[Quoted passage]

########

Relationship Truth: Unfiltered Resilience After Abuse What It Really Means and How to Rebuild
Resilience After Abuse: What It Really Means and How to Rebuild
Key Takeaways
Have you ever felt so broken by your past that the idea of “resilience” feels impossible or even offensive?
You're not alone. In this honest and hope-filled conversation, Leslie sits down with licensed therapist and trauma expert Tabitha Westbrook to unpack what true resilience looks like after abuse, trauma, or coercive control. They explore how healing is not about forgetting the past or slapping on a spiritual Band-Aid, but about gently—and courageously—cleaning off your front porch, one step at a time.
If you're feeling numb, overwhelmed, or wondering why you're not "over it yet," this episode will ground you in truth, compassion, and practical steps to begin rebuilding—body, mind, and spirit.

########

[Exercise details] Can you repeat, word for word, the part of the episode description on resilience after abuse from "You're not alone." up to and including "step at a time."?

########

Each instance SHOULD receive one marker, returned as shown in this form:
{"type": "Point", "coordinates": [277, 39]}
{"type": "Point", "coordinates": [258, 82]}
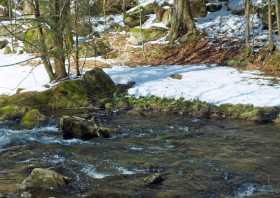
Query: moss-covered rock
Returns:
{"type": "Point", "coordinates": [11, 112]}
{"type": "Point", "coordinates": [66, 96]}
{"type": "Point", "coordinates": [151, 105]}
{"type": "Point", "coordinates": [32, 119]}
{"type": "Point", "coordinates": [76, 127]}
{"type": "Point", "coordinates": [44, 179]}
{"type": "Point", "coordinates": [98, 7]}
{"type": "Point", "coordinates": [138, 35]}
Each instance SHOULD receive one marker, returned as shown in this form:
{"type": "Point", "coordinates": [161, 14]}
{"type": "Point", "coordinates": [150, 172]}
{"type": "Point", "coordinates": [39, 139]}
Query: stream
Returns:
{"type": "Point", "coordinates": [196, 158]}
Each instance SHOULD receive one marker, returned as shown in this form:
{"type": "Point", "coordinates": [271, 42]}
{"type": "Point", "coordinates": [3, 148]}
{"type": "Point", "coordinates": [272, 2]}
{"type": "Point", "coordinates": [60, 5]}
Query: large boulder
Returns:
{"type": "Point", "coordinates": [44, 179]}
{"type": "Point", "coordinates": [76, 127]}
{"type": "Point", "coordinates": [95, 88]}
{"type": "Point", "coordinates": [111, 6]}
{"type": "Point", "coordinates": [98, 84]}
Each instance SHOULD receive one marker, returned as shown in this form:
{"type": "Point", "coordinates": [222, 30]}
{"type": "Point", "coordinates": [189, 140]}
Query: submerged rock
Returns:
{"type": "Point", "coordinates": [155, 179]}
{"type": "Point", "coordinates": [44, 179]}
{"type": "Point", "coordinates": [76, 127]}
{"type": "Point", "coordinates": [32, 118]}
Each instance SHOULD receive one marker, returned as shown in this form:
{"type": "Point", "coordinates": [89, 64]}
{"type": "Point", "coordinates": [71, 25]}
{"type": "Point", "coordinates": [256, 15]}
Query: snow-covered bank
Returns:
{"type": "Point", "coordinates": [29, 78]}
{"type": "Point", "coordinates": [213, 84]}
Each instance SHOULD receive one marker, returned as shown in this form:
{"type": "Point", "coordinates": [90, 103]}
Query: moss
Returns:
{"type": "Point", "coordinates": [11, 112]}
{"type": "Point", "coordinates": [32, 118]}
{"type": "Point", "coordinates": [95, 88]}
{"type": "Point", "coordinates": [149, 105]}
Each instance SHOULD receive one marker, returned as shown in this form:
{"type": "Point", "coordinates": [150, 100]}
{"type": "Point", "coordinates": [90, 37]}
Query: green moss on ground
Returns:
{"type": "Point", "coordinates": [11, 112]}
{"type": "Point", "coordinates": [196, 108]}
{"type": "Point", "coordinates": [95, 88]}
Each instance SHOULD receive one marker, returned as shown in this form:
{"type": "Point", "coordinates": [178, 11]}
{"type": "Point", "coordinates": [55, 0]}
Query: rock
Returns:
{"type": "Point", "coordinates": [198, 8]}
{"type": "Point", "coordinates": [96, 47]}
{"type": "Point", "coordinates": [236, 6]}
{"type": "Point", "coordinates": [26, 195]}
{"type": "Point", "coordinates": [32, 119]}
{"type": "Point", "coordinates": [146, 9]}
{"type": "Point", "coordinates": [3, 43]}
{"type": "Point", "coordinates": [8, 50]}
{"type": "Point", "coordinates": [112, 6]}
{"type": "Point", "coordinates": [44, 179]}
{"type": "Point", "coordinates": [154, 179]}
{"type": "Point", "coordinates": [98, 84]}
{"type": "Point", "coordinates": [132, 17]}
{"type": "Point", "coordinates": [11, 112]}
{"type": "Point", "coordinates": [214, 7]}
{"type": "Point", "coordinates": [3, 11]}
{"type": "Point", "coordinates": [137, 36]}
{"type": "Point", "coordinates": [76, 127]}
{"type": "Point", "coordinates": [31, 40]}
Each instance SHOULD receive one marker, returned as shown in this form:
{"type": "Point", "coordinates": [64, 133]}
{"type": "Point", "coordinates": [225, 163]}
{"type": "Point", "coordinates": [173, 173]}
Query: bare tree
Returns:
{"type": "Point", "coordinates": [277, 10]}
{"type": "Point", "coordinates": [43, 48]}
{"type": "Point", "coordinates": [182, 23]}
{"type": "Point", "coordinates": [247, 27]}
{"type": "Point", "coordinates": [270, 39]}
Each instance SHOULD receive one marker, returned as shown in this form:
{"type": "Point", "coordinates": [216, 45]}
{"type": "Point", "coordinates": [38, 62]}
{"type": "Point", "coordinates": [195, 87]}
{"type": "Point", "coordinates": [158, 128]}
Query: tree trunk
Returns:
{"type": "Point", "coordinates": [270, 39]}
{"type": "Point", "coordinates": [277, 9]}
{"type": "Point", "coordinates": [42, 47]}
{"type": "Point", "coordinates": [182, 20]}
{"type": "Point", "coordinates": [247, 28]}
{"type": "Point", "coordinates": [58, 11]}
{"type": "Point", "coordinates": [77, 52]}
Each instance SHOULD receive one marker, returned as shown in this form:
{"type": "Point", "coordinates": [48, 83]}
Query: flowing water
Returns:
{"type": "Point", "coordinates": [196, 158]}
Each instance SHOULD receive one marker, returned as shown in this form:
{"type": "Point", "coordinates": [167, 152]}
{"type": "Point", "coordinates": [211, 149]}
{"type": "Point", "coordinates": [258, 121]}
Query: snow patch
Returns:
{"type": "Point", "coordinates": [214, 84]}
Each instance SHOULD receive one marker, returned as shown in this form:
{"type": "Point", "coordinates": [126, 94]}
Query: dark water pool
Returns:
{"type": "Point", "coordinates": [196, 158]}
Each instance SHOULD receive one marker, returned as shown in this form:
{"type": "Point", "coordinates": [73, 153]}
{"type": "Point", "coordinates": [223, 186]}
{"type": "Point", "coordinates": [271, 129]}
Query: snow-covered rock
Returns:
{"type": "Point", "coordinates": [214, 84]}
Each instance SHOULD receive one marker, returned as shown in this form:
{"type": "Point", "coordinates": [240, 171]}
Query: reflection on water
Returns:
{"type": "Point", "coordinates": [198, 158]}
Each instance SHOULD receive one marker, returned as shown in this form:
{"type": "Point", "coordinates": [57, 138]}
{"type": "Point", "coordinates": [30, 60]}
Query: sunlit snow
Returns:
{"type": "Point", "coordinates": [213, 84]}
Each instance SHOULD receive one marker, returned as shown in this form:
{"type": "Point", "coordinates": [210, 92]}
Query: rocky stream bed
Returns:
{"type": "Point", "coordinates": [154, 156]}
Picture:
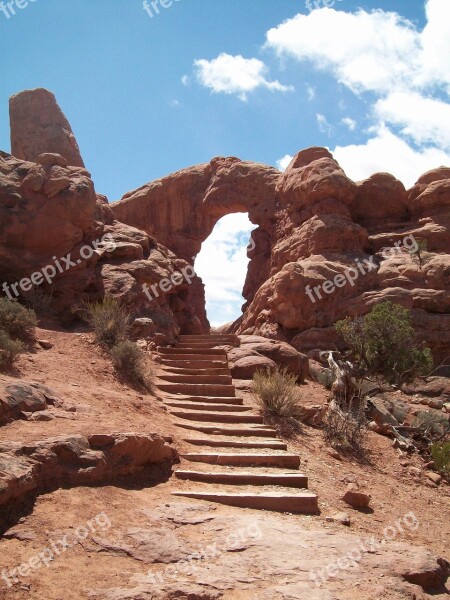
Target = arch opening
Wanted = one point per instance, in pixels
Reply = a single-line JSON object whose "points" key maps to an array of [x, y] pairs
{"points": [[222, 264]]}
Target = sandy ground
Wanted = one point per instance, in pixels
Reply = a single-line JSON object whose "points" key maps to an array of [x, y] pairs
{"points": [[82, 374]]}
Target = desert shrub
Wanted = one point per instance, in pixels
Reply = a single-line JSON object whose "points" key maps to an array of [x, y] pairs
{"points": [[17, 321], [440, 452], [419, 253], [276, 392], [9, 350], [129, 360], [433, 423], [323, 376], [110, 320], [382, 343], [345, 428], [37, 299]]}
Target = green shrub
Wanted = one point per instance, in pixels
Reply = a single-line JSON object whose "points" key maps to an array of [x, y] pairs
{"points": [[129, 360], [346, 428], [276, 392], [9, 350], [440, 453], [17, 321], [110, 320], [38, 299], [382, 343]]}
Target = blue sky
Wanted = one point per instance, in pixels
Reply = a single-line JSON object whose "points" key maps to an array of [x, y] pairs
{"points": [[258, 79]]}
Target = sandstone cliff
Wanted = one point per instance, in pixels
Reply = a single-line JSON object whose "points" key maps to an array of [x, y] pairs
{"points": [[325, 247]]}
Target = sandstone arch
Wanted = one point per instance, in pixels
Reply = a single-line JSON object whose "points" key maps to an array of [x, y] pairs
{"points": [[313, 223]]}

########

[Completed task]
You're not alone. In this honest and hope-filled conversation, Leslie sits down with licensed therapist and trauma expert Tabitha Westbrook to unpack what true resilience looks like after abuse, trauma, or coercive control. They explore how healing is not about forgetting the past or slapping on a spiritual Band-Aid, but about gently—and courageously—cleaning off your front porch, one step at a time.